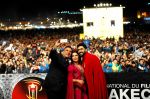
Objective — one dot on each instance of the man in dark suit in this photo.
(55, 82)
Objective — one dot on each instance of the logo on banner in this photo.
(34, 86)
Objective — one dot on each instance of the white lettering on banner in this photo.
(118, 86)
(145, 85)
(143, 93)
(135, 85)
(135, 94)
(124, 93)
(113, 94)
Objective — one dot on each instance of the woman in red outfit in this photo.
(76, 88)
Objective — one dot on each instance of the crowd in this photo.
(27, 51)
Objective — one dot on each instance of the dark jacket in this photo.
(55, 82)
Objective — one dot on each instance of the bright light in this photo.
(101, 4)
(94, 5)
(107, 4)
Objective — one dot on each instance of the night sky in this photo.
(33, 8)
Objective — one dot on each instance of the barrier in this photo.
(120, 85)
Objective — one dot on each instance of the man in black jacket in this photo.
(55, 82)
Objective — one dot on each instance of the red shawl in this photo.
(74, 90)
(95, 77)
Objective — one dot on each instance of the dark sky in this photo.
(33, 8)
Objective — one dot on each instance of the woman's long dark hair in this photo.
(79, 61)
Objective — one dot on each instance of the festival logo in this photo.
(29, 88)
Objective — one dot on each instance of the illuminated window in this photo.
(89, 24)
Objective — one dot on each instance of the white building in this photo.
(103, 22)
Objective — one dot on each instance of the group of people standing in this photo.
(80, 78)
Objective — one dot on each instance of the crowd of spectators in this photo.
(22, 51)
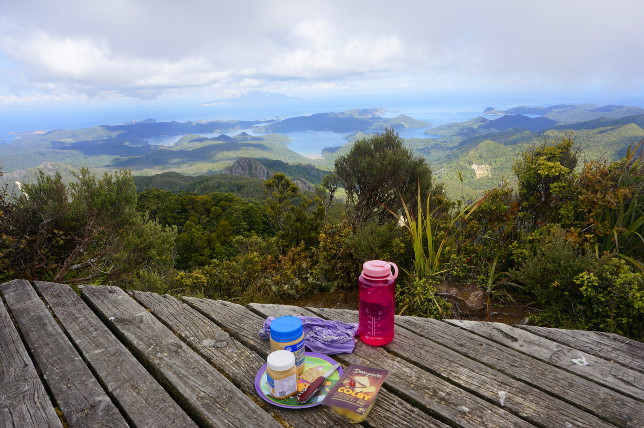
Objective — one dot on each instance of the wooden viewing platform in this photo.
(108, 358)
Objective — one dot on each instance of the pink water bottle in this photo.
(377, 291)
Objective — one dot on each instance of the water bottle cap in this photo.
(280, 360)
(286, 329)
(379, 269)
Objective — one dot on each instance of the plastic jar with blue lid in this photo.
(287, 333)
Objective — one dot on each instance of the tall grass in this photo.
(432, 244)
(626, 217)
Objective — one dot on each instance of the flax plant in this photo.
(430, 247)
(626, 217)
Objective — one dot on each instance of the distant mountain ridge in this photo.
(479, 151)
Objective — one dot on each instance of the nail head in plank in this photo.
(626, 352)
(599, 370)
(531, 403)
(23, 400)
(389, 411)
(211, 398)
(603, 402)
(228, 355)
(433, 393)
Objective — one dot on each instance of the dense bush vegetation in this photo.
(569, 239)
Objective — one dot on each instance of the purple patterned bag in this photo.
(322, 336)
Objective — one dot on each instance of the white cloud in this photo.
(145, 48)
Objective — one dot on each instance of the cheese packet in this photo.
(355, 393)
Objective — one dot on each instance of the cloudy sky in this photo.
(57, 51)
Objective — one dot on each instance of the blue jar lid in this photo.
(286, 329)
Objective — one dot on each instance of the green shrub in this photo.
(578, 290)
(612, 299)
(419, 298)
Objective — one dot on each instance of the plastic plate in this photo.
(311, 359)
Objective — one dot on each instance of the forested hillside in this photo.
(566, 245)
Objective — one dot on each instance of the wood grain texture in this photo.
(144, 401)
(75, 390)
(621, 350)
(530, 403)
(605, 403)
(228, 355)
(604, 372)
(207, 395)
(389, 411)
(23, 400)
(414, 384)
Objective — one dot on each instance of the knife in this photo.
(315, 386)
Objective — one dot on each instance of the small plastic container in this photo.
(281, 374)
(287, 333)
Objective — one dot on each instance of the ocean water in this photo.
(436, 109)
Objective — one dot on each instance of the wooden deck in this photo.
(108, 358)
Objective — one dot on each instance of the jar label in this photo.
(298, 351)
(282, 387)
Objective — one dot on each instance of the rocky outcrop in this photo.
(482, 170)
(249, 167)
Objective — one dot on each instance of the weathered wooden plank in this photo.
(143, 400)
(602, 402)
(411, 382)
(511, 394)
(23, 399)
(75, 389)
(605, 372)
(207, 395)
(626, 352)
(228, 355)
(389, 411)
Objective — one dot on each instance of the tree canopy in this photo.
(377, 172)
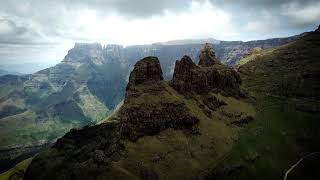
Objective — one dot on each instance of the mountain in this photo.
(86, 87)
(38, 108)
(4, 72)
(189, 41)
(208, 122)
(162, 127)
(24, 68)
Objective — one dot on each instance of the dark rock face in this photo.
(318, 29)
(188, 76)
(80, 154)
(150, 120)
(148, 107)
(211, 75)
(147, 69)
(207, 56)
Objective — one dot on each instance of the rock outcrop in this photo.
(207, 56)
(149, 107)
(147, 70)
(209, 75)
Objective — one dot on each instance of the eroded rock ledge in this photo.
(149, 107)
(209, 75)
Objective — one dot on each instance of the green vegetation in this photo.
(283, 83)
(173, 154)
(16, 172)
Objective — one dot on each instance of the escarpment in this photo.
(149, 106)
(156, 121)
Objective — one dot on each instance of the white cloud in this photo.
(302, 14)
(201, 20)
(5, 27)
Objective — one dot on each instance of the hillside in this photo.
(284, 83)
(163, 130)
(38, 108)
(201, 125)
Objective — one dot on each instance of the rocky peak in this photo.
(148, 106)
(87, 46)
(207, 56)
(188, 77)
(146, 70)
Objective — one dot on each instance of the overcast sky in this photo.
(42, 31)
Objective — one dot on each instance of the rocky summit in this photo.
(209, 75)
(149, 107)
(157, 130)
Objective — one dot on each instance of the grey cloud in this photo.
(17, 34)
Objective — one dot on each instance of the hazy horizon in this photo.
(41, 32)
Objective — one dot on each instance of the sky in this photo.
(42, 31)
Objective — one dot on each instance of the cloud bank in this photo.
(42, 31)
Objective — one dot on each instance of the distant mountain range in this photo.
(87, 86)
(209, 121)
(4, 72)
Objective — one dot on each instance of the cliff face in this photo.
(155, 124)
(209, 75)
(149, 107)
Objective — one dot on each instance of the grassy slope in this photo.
(176, 154)
(287, 122)
(16, 172)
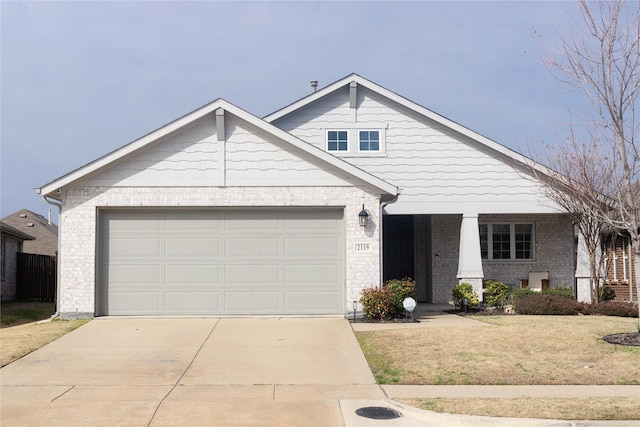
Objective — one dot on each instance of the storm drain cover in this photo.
(378, 413)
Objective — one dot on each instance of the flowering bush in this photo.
(386, 302)
(550, 305)
(462, 291)
(496, 293)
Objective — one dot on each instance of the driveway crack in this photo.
(183, 373)
(63, 393)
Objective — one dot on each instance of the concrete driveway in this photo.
(190, 372)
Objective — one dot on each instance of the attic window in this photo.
(369, 140)
(337, 140)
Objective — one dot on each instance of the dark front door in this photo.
(398, 247)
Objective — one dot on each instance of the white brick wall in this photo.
(79, 222)
(554, 252)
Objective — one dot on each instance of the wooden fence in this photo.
(36, 278)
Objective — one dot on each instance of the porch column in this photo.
(583, 281)
(469, 256)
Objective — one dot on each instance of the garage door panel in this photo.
(192, 302)
(135, 302)
(192, 247)
(311, 273)
(312, 247)
(251, 302)
(247, 220)
(252, 274)
(200, 221)
(251, 247)
(122, 274)
(308, 221)
(207, 274)
(139, 247)
(133, 221)
(222, 261)
(311, 301)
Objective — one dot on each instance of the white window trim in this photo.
(326, 141)
(353, 149)
(512, 241)
(379, 141)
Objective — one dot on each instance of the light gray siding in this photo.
(554, 252)
(194, 157)
(437, 170)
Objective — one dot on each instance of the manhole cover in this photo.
(378, 413)
(632, 338)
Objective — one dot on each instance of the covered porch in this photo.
(441, 250)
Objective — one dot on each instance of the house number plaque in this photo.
(363, 247)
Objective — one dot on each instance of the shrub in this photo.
(549, 305)
(386, 302)
(496, 293)
(462, 291)
(607, 293)
(614, 308)
(377, 303)
(559, 291)
(401, 289)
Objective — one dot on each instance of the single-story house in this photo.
(11, 242)
(223, 212)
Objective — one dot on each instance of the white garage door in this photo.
(250, 261)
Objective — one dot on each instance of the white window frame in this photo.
(512, 241)
(338, 150)
(353, 134)
(379, 140)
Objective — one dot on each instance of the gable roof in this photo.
(104, 162)
(346, 81)
(7, 229)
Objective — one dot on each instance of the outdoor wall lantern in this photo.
(363, 217)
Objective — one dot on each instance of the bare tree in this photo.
(599, 55)
(577, 176)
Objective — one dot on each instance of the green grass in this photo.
(17, 313)
(384, 373)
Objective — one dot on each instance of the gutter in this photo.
(57, 313)
(382, 206)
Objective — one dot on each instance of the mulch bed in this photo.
(395, 320)
(632, 338)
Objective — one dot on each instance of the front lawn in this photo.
(518, 350)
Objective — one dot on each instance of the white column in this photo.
(469, 256)
(583, 282)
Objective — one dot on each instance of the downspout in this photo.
(382, 206)
(57, 313)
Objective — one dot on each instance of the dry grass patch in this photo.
(518, 350)
(19, 335)
(618, 408)
(18, 341)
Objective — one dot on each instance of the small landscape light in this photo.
(409, 304)
(363, 217)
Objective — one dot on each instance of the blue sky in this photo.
(80, 79)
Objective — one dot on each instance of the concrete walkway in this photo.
(233, 372)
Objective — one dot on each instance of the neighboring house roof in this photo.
(51, 189)
(7, 229)
(355, 78)
(44, 233)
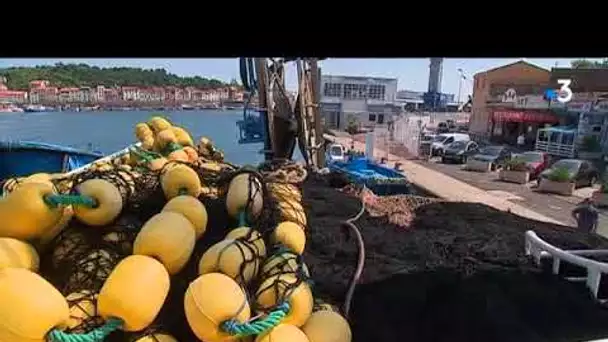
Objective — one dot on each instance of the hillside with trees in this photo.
(79, 75)
(587, 64)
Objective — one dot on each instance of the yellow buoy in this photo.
(251, 236)
(286, 287)
(292, 211)
(169, 237)
(157, 338)
(108, 202)
(25, 215)
(158, 124)
(212, 299)
(166, 137)
(83, 309)
(290, 235)
(234, 258)
(244, 194)
(182, 136)
(283, 333)
(19, 254)
(193, 209)
(30, 308)
(180, 180)
(143, 131)
(327, 326)
(284, 263)
(134, 292)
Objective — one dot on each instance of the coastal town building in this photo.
(11, 96)
(501, 110)
(368, 101)
(43, 92)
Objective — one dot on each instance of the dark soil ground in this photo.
(458, 273)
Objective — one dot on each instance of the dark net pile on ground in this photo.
(457, 273)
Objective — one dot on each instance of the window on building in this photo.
(332, 89)
(376, 91)
(355, 91)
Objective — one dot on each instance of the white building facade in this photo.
(369, 101)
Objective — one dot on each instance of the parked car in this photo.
(335, 152)
(582, 172)
(441, 142)
(443, 127)
(536, 162)
(459, 151)
(494, 154)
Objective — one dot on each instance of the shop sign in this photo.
(523, 116)
(510, 96)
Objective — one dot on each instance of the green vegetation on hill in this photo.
(76, 75)
(587, 64)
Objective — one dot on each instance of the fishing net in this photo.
(458, 273)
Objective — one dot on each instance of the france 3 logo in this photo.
(561, 95)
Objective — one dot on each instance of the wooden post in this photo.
(261, 67)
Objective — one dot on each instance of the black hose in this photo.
(360, 260)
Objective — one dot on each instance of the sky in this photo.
(412, 73)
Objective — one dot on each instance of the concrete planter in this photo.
(478, 166)
(600, 198)
(561, 188)
(519, 177)
(590, 155)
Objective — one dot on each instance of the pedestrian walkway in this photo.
(447, 187)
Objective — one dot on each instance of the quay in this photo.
(446, 187)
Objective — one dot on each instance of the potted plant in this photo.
(557, 182)
(515, 170)
(590, 148)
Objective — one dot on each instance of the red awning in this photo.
(531, 117)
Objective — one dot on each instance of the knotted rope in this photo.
(257, 327)
(78, 200)
(97, 335)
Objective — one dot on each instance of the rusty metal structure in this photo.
(280, 121)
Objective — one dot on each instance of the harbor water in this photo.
(108, 132)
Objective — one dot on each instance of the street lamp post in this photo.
(461, 77)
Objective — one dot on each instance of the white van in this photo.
(441, 141)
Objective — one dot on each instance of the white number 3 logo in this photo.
(565, 93)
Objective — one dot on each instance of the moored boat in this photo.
(19, 158)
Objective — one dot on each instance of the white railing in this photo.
(556, 149)
(540, 249)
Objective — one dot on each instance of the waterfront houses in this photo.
(43, 92)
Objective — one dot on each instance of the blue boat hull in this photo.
(18, 159)
(378, 178)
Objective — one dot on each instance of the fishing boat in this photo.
(35, 109)
(20, 158)
(380, 179)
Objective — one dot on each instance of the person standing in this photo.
(521, 141)
(586, 216)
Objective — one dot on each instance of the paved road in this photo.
(555, 206)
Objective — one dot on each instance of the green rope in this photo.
(259, 327)
(97, 335)
(145, 156)
(79, 200)
(242, 218)
(171, 147)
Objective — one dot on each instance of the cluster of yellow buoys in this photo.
(216, 304)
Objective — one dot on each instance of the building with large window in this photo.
(368, 101)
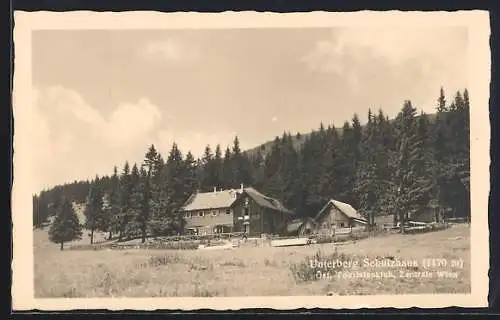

### SHORT PROBLEM
Repeat the lines from the line with "Objective — one dot on each instance of the concrete planter" through the last line, adding 71 to each coordinate of every dot. Leave out the picture markers.

### REPLY TO THE EXERCISE
Objective — one dot on each instance of the concrete planter in this photo.
(549, 237)
(671, 269)
(632, 259)
(590, 248)
(661, 226)
Objective — one dot on each instance of the pedestrian walkway in this photo.
(518, 258)
Objective — one dot on each instance of the quay in this photo.
(517, 258)
Objective — one dot on each instance of the potted plant in this photo.
(628, 253)
(586, 241)
(661, 219)
Objective — one dot on each instance of the red awning in this photo.
(602, 188)
Objective — one dot on each instance of the knotted rope in this photo.
(328, 398)
(149, 271)
(168, 406)
Objective — one dot on each instance of the rusty metal structure in this photo.
(351, 192)
Objective — one dot on each instance of the harbor water in this photo.
(179, 203)
Objective — one dot on each instance of the street lamp post in this photo.
(532, 148)
Objective — one dot on each instance of the white van in this photo.
(512, 212)
Objective — one dot on each instance of the white number 3 logo in this photo.
(636, 164)
Objective — one dot on each instance of the moored boat in this photo.
(90, 229)
Objective — one dot on each instance of the white railing in this photo.
(627, 220)
(611, 320)
Objective — one dot on each instance of the waterfront houses in this photo.
(114, 163)
Objective — one dot on each instance of the blue boat hull in this photo.
(89, 230)
(449, 249)
Objective — one dot on each instance of the fishing boat in this photo.
(106, 180)
(91, 229)
(451, 250)
Objective — one dot on each instance of the person standing in this photo.
(592, 212)
(657, 287)
Objective — one dot on each instance of the paved road in this photo.
(626, 277)
Objective — one dot on each instance of the green rope in this photo.
(330, 398)
(168, 406)
(216, 227)
(150, 271)
(313, 289)
(242, 218)
Objective — one dot on each instance of the cluster of yellow buoys in this photo.
(287, 375)
Objective — one dot on each instance of the building with large window in this photo.
(439, 172)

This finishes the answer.